YOUR GOAL — For each record below, write an exact copy.

======

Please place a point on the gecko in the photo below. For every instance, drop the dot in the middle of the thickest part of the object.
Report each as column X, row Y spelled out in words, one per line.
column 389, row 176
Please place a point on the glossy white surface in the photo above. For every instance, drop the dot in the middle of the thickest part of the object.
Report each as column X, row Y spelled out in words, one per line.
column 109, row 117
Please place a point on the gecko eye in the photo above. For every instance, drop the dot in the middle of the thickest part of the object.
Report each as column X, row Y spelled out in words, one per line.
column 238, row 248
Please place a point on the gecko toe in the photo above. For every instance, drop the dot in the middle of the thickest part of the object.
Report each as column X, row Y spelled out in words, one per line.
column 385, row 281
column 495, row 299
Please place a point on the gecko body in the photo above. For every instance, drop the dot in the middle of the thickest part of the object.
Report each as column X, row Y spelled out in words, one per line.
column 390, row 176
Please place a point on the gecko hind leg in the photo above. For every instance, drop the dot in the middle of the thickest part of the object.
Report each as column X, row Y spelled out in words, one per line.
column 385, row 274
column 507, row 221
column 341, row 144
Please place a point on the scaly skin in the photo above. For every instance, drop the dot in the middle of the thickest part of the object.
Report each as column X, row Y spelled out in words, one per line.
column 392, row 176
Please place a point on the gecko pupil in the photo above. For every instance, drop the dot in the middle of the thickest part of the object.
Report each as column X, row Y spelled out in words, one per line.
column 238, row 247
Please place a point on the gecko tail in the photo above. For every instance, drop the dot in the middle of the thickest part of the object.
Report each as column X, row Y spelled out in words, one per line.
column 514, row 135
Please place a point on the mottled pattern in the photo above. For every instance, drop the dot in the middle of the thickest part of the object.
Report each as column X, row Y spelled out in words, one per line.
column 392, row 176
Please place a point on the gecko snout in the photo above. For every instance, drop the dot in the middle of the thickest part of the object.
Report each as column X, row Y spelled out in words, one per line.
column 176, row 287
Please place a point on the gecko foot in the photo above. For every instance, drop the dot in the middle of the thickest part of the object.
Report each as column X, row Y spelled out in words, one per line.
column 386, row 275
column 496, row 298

======

RESPONSE TO THE EXERCISE —
Please place a point on the gecko in the photo below. For every instance, drop the dot in the middle of the thickest part of the object.
Report each as column X, row Y spelled out in words, one per line.
column 389, row 176
Please place a point on the glossy white surface in the photo above. For every instance, drop the dot in the middle of the thickest part of the object.
Report each as column X, row Y spelled out in words, one per line.
column 109, row 117
Please place a point on the gecko eye in the photo above. For every instance, drop the dot in the middle of the thickest part of the object.
Report each as column X, row Y spelled out in words, one per line.
column 238, row 248
Please place a point on the gecko toe in the photo above. For every instance, drop the dot in the middle of the thickest part of the object.
Report each as column X, row Y spelled out in words, one per line.
column 385, row 281
column 495, row 299
Please place a point on the gecko body in the photo above. For every instance, drop the dot in the middle of the thickest part of the object.
Report each as column X, row Y spelled out in words, one per line.
column 390, row 176
Please place a point on the gecko hind leg in the photo above. For every instance, drop the dot in the middle of the thickest part of the object.
Report each as column X, row Y spelled out in words, one per line.
column 385, row 274
column 507, row 221
column 341, row 144
Please place a point on the scaly skin in the photo above. For every instance, drop the dot in the middle of the thickest part of the object.
Report each as column X, row Y spelled out in words, one per line.
column 392, row 176
Please place a point on the gecko pupil in the photo above. For every instance, drop the dot in the middle of the thickest part of the object.
Report each as column X, row Y spelled out in words, one per line.
column 238, row 247
Please place a point on the gecko tail in the photo above. For every instance, drop the dot in the middle of the thickest part of the object.
Report each as column X, row Y spelled out in words, one per line.
column 514, row 135
Please place a point on the mottled pattern in the photo above. For every instance, drop the dot in the middle of the thickest part of the object.
Report each as column X, row Y spelled out in words, one per line.
column 392, row 176
Please place a point on the gecko snout in the photo above. For every instance, drop the dot in the middle of the thickest part of the object.
Report each as column X, row Y spelled out in words, one per line.
column 176, row 287
Please place a point on the gecko foot in the photo above. For every instance, drop the dot in the middle of the thickest part of the object.
Report each as column X, row Y spelled out in words, one per line.
column 386, row 275
column 496, row 298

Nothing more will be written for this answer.